● Work order:
Return the records exactly, from the first line through the "the white field" line.

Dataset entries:

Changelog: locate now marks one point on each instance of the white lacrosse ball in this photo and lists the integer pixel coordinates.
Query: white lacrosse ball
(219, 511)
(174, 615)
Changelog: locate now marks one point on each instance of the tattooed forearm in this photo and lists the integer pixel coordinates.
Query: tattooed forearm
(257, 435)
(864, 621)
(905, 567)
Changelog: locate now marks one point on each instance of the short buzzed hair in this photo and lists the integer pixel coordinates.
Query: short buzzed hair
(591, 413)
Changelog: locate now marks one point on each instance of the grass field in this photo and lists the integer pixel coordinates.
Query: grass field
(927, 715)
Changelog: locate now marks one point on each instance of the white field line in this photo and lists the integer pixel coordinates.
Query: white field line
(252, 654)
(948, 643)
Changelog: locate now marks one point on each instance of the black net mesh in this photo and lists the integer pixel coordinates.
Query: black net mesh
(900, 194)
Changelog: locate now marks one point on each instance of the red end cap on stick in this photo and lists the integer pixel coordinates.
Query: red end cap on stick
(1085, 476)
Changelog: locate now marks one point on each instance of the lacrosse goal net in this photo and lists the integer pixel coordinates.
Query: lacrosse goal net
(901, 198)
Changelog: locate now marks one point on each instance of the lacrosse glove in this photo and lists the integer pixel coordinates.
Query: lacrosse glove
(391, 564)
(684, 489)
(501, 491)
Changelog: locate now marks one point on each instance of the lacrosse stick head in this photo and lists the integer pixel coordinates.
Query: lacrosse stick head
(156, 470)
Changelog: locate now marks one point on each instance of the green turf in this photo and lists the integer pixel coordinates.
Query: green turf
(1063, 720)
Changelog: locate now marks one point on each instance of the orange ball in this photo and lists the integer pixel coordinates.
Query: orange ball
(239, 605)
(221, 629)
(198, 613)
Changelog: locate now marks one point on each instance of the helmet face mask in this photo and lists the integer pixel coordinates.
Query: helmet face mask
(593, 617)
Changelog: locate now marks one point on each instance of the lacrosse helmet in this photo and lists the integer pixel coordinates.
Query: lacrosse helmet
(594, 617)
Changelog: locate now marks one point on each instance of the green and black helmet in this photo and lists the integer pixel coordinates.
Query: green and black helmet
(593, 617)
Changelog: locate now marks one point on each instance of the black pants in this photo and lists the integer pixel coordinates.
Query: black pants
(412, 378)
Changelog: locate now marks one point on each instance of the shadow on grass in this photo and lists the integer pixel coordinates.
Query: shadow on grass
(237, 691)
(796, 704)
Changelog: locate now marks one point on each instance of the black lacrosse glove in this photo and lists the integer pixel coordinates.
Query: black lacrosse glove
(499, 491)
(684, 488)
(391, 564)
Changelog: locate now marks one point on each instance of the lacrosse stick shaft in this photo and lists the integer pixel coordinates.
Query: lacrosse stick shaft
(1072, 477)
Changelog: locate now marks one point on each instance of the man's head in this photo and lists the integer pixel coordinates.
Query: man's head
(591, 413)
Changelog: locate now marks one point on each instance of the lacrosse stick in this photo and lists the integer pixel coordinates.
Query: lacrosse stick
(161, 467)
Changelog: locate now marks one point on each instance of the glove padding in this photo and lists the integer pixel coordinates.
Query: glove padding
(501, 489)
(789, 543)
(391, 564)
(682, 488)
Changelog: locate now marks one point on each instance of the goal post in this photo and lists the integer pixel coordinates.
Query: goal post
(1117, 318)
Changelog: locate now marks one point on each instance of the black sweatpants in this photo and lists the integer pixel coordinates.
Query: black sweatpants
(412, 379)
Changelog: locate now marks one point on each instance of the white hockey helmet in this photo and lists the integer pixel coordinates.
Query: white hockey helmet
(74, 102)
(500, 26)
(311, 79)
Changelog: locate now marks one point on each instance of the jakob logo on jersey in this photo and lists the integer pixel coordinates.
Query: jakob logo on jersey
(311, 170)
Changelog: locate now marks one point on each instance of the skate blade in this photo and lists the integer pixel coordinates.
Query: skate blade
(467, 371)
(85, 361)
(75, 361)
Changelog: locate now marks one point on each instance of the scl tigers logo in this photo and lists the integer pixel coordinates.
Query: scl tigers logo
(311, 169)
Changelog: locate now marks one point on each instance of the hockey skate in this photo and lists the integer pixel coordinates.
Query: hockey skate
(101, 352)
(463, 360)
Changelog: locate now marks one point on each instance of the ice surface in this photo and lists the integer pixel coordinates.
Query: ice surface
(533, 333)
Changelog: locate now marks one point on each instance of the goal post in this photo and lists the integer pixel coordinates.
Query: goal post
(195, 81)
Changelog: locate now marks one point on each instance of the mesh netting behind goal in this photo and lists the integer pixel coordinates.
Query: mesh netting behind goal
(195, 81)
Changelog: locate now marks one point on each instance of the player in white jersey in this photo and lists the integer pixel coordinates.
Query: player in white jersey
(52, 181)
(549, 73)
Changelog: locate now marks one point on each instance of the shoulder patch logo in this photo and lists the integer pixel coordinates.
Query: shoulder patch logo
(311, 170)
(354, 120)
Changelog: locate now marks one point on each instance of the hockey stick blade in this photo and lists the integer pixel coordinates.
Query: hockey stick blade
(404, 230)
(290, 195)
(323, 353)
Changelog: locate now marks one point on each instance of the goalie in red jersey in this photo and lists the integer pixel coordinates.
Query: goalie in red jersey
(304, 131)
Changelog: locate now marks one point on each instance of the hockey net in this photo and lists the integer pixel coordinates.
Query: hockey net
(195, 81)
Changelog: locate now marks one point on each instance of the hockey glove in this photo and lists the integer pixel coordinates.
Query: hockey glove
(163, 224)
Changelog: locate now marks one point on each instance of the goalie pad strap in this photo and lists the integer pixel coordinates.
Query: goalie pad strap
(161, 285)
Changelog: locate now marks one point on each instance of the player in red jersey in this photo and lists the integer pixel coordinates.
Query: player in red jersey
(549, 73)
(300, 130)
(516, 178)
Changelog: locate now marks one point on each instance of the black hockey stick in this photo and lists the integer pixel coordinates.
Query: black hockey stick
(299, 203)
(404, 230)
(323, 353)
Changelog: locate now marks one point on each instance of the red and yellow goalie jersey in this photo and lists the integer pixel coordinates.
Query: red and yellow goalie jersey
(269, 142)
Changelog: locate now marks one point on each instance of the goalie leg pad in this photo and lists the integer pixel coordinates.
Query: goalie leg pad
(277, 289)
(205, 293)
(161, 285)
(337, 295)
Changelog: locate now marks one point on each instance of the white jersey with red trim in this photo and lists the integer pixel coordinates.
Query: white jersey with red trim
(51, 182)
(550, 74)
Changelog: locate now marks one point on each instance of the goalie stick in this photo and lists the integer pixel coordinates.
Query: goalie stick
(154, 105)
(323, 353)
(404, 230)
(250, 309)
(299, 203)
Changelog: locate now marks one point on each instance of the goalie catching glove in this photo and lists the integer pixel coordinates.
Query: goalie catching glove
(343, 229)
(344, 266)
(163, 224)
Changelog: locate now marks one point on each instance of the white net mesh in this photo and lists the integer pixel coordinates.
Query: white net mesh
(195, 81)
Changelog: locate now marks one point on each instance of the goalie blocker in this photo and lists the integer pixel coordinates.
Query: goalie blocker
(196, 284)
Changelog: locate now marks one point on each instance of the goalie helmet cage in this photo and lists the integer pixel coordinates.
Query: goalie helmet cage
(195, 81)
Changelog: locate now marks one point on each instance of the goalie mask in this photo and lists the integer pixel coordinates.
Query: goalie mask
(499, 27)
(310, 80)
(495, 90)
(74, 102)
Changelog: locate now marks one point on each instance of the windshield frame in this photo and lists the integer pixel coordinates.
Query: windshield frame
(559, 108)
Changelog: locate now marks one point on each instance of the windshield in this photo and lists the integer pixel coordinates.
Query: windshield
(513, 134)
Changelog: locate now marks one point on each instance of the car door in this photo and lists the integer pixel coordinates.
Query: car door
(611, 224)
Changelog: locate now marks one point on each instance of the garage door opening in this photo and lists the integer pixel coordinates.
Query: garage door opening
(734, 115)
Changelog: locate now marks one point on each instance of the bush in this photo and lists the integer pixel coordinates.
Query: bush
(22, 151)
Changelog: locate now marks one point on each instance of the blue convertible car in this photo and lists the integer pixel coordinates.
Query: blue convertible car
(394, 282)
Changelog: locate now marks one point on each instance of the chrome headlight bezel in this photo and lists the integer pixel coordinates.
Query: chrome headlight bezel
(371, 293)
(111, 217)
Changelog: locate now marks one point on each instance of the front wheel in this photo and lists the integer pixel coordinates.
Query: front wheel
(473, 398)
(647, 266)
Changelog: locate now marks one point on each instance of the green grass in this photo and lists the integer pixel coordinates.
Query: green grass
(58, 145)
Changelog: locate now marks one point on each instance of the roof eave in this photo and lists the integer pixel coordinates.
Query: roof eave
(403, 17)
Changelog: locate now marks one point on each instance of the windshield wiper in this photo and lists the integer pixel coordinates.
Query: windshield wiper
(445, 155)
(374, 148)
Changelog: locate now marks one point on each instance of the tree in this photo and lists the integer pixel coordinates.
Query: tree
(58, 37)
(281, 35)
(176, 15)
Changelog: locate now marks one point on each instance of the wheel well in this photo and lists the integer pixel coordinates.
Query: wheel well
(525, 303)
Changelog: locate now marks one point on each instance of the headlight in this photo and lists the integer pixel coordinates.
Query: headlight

● Answer to the problem:
Changelog: locate now marks one point on each instance of the white lacrosse ball in this photo and lists the integer pixel coordinates.
Query: white lacrosse ball
(219, 511)
(174, 615)
Changelog: locate now marks one point on each instance of the tattooed forearm in this photo and lists the integer pixel coordinates.
Query: tattooed forearm
(257, 435)
(864, 621)
(905, 567)
Changelog: locate now marks one point on each instance of the short buzzed hair in this photo and lists the integer pixel coordinates.
Query: short buzzed hair
(591, 413)
Changelog: locate now marks one point on each instance of the grass field in this photo and lists the integer pixel coordinates.
Query: grass field
(927, 715)
Changelog: locate now marks one point on each instance of the white field line in this photo and lists the integer pixel coordinates.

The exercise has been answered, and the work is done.